◆ TASK BRIEF ◆
Transcribe all of the entries, matching each one exactly.

Referring expression grounding data:
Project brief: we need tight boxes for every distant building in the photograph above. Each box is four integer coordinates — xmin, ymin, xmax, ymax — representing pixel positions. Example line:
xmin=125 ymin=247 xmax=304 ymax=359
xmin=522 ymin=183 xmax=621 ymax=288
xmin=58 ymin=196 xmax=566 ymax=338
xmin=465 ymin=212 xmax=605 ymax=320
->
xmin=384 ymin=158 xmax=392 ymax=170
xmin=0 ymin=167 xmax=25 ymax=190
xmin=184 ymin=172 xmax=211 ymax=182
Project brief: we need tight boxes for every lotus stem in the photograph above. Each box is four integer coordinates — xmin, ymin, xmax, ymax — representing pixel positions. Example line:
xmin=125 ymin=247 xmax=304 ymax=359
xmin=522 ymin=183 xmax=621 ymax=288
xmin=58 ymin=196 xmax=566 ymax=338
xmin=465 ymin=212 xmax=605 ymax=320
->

◆ SOLVED EXERCISE ◆
Project brief: we need tight boxes for every distant building in the photograph above. Each box is four integer coordinates — xmin, ymin, xmax, ymax — representing pixel positions. Example line:
xmin=125 ymin=247 xmax=304 ymax=359
xmin=522 ymin=183 xmax=621 ymax=288
xmin=58 ymin=196 xmax=566 ymax=338
xmin=465 ymin=212 xmax=605 ymax=320
->
xmin=384 ymin=158 xmax=392 ymax=170
xmin=0 ymin=167 xmax=25 ymax=190
xmin=184 ymin=172 xmax=211 ymax=182
Project brief: we need tight boxes for every lotus stem in the photograph above. Each box is four integer coordinates — xmin, ymin, xmax, ymax — representing pixel positions. Example line:
xmin=125 ymin=247 xmax=304 ymax=359
xmin=522 ymin=183 xmax=621 ymax=288
xmin=58 ymin=196 xmax=566 ymax=338
xmin=465 ymin=212 xmax=605 ymax=320
->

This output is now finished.